Which lines run from the one containing "Q. Locate the guitar headstock;" to the last line of the entries? Return them exactly, with nothing more.

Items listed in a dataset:
+ + + +

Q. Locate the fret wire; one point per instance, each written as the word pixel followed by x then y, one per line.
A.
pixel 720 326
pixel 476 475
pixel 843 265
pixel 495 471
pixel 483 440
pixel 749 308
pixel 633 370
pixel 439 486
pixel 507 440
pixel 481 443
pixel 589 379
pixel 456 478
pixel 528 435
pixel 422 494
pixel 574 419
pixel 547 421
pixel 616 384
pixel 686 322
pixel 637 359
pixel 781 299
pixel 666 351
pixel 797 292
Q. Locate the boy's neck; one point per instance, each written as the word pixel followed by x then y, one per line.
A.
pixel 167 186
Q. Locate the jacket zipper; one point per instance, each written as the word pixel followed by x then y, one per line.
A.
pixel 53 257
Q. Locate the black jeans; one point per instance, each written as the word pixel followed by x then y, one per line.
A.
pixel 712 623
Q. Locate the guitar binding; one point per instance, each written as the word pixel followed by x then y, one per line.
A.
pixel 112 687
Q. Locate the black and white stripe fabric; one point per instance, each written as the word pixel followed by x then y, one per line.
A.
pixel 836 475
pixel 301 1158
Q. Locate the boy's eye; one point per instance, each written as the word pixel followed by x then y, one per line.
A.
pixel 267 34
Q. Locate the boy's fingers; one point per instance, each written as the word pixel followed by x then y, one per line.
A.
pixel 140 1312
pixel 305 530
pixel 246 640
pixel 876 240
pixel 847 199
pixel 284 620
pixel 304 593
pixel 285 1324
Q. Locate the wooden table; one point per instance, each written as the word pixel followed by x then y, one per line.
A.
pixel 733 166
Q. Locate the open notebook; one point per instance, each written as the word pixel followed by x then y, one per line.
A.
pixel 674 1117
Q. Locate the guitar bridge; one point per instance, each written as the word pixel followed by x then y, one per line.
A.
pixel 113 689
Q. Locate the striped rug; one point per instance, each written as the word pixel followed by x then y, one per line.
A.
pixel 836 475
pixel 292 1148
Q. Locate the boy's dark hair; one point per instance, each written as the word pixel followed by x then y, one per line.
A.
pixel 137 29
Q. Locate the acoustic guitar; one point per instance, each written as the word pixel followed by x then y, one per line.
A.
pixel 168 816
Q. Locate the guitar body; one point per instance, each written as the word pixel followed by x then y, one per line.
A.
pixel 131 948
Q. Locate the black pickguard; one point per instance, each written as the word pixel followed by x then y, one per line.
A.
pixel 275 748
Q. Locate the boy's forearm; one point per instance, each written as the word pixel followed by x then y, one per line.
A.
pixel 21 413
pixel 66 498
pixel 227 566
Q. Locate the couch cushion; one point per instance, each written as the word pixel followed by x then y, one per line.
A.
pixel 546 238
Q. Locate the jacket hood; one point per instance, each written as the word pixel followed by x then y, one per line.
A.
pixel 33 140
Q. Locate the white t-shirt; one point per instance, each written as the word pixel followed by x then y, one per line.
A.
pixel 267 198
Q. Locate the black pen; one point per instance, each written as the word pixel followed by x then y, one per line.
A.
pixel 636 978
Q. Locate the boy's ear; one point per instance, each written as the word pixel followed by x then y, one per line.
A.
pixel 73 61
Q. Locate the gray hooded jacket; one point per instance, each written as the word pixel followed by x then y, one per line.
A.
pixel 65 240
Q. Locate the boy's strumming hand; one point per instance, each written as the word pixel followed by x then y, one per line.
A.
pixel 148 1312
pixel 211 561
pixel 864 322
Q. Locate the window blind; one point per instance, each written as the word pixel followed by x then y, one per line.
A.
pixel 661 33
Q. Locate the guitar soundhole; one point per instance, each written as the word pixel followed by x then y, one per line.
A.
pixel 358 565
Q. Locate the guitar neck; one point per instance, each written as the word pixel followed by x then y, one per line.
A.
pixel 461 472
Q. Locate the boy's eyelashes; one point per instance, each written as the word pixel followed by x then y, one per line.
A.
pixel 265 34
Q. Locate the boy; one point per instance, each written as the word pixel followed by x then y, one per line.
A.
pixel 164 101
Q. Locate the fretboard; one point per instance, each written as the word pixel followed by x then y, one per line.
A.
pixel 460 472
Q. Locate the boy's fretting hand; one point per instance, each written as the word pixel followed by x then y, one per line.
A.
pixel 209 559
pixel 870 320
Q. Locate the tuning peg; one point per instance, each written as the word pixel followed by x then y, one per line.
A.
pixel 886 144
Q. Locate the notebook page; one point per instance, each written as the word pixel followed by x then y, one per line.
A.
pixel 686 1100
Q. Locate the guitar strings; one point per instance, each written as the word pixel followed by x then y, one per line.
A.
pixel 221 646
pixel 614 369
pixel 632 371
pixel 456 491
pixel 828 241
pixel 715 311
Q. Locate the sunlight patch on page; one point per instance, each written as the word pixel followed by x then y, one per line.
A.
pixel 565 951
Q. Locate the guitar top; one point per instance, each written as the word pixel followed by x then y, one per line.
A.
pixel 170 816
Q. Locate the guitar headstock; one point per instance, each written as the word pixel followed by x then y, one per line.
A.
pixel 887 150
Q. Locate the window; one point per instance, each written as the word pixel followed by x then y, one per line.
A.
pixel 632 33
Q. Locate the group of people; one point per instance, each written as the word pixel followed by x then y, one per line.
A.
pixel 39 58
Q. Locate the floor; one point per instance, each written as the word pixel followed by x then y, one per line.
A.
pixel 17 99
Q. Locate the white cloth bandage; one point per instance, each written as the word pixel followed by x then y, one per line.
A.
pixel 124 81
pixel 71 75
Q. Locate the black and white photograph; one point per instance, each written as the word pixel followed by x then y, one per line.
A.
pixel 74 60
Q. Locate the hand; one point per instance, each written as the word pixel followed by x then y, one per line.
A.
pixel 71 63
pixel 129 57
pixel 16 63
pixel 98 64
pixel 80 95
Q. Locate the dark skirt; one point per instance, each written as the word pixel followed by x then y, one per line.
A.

+ + + +

(Solution to this task):
Q. Locate the guitar headstock; one point per instance, each written as the word pixel followed by x then y, one per line.
A.
pixel 887 150
Q. Locate the window; one point per instance, each written as the word pixel followed by x then y, one per line.
A.
pixel 632 33
Q. Locate the group of people; one point per instance, each written as the word pixel followed by x then y, one per line.
A.
pixel 39 58
Q. Locate the floor; one point per instance, each written as the word pixel followed by x then y, one per line.
A.
pixel 17 99
Q. Locate the white cloth bandage; one point per instance, each written as the word pixel followed by x then y, one per line.
A.
pixel 124 81
pixel 71 75
Q. Locate the black and white photograph; one point per instance, each written as the word pixel followed by x then y, one per line.
A.
pixel 74 60
Q. Locate the hand; one point per instance, each written as the word pixel followed by x then y, one per line.
A.
pixel 71 63
pixel 129 57
pixel 16 63
pixel 98 64
pixel 80 95
Q. Locate the dark skirt; one point per instance, each written as the word pixel followed by x then y, one per line.
A.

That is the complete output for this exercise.